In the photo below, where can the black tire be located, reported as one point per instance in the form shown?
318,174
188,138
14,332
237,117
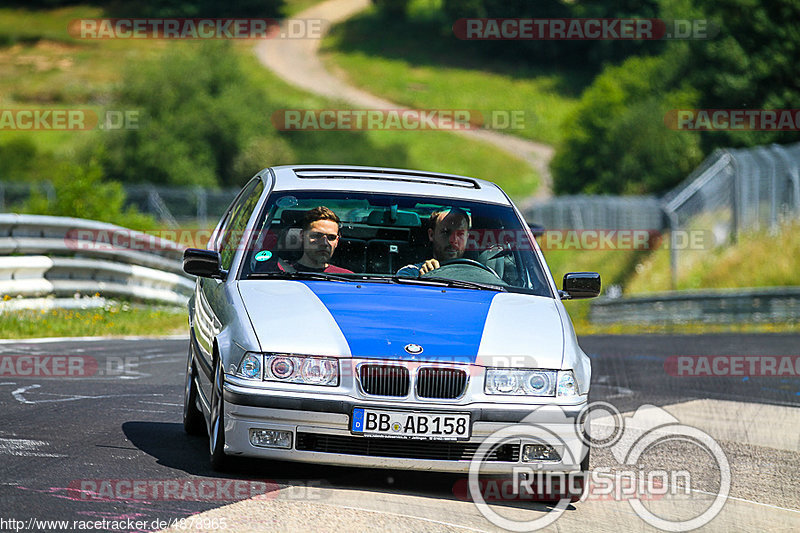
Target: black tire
193,421
216,433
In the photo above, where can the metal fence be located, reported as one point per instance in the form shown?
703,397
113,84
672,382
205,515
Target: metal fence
172,206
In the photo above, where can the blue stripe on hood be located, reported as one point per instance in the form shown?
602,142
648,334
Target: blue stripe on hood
379,320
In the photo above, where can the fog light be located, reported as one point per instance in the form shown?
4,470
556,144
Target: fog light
270,438
539,452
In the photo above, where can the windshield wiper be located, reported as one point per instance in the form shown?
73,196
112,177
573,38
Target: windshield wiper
447,282
314,276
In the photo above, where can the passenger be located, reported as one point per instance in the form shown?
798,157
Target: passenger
448,231
320,237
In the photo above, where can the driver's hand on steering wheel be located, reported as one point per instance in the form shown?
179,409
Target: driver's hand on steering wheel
427,266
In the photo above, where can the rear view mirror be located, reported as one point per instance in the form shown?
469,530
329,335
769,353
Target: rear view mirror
203,263
579,285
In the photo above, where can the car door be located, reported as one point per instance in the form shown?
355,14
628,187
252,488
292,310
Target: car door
211,304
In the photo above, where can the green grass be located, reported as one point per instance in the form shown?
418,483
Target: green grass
115,319
414,64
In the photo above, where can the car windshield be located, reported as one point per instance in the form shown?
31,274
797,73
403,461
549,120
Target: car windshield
390,238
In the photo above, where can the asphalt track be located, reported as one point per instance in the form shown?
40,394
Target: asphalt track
121,424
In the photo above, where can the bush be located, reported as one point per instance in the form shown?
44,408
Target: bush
392,8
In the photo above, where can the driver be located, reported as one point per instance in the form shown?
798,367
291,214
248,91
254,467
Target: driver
448,231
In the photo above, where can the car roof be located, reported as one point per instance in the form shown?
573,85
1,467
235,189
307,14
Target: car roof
385,180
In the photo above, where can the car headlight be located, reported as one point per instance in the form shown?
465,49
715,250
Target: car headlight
250,366
302,369
520,382
567,386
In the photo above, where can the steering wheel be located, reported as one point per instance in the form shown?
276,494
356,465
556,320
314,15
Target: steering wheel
463,261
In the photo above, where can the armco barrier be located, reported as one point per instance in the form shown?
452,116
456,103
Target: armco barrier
46,260
769,304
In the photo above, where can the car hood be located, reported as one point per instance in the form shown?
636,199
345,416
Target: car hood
378,320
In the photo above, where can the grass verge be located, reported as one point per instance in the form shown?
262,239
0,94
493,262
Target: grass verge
113,320
414,64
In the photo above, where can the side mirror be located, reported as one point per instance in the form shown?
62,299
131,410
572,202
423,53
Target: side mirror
203,263
579,285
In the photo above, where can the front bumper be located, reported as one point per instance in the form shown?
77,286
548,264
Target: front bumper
321,433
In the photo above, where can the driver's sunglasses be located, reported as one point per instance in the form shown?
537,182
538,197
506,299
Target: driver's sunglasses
317,236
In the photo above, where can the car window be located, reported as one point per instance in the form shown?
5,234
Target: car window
233,230
380,235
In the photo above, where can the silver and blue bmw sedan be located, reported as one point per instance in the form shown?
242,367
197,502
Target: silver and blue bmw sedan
383,318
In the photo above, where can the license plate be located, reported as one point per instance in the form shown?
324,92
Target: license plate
402,424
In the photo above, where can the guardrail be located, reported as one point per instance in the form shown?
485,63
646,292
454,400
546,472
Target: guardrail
721,306
53,261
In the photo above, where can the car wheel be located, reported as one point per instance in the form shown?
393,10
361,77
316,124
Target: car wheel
193,421
216,437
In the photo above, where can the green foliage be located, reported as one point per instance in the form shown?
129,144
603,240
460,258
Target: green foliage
392,8
752,63
198,113
577,53
617,142
81,191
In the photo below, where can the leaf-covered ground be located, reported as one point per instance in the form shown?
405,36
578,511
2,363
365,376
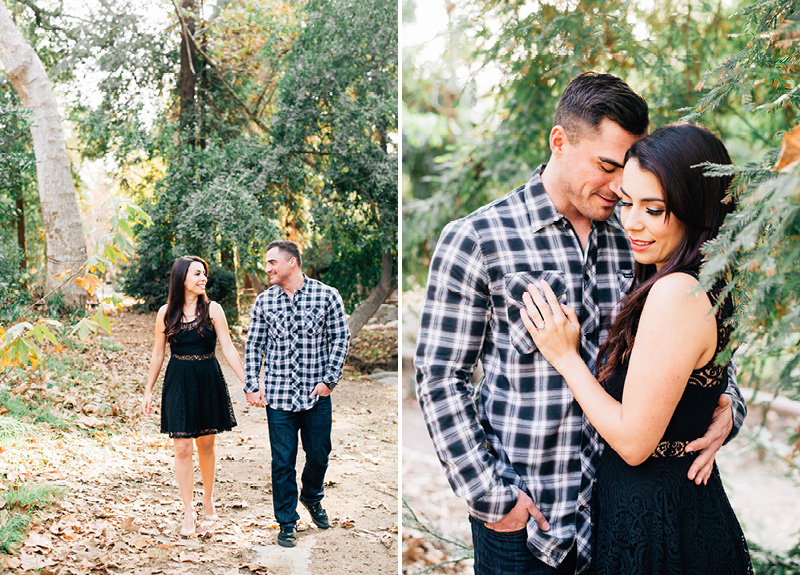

==============================

> [Directions]:
Within the entries, find all lines that contain "below" and copy each one.

> [Result of this task]:
In the photo below, where can the black tire be located, reported as one point per instance in the form shown?
In the photo below, where can the leaf-covered ground be located, reported as one point per instance in the form shown?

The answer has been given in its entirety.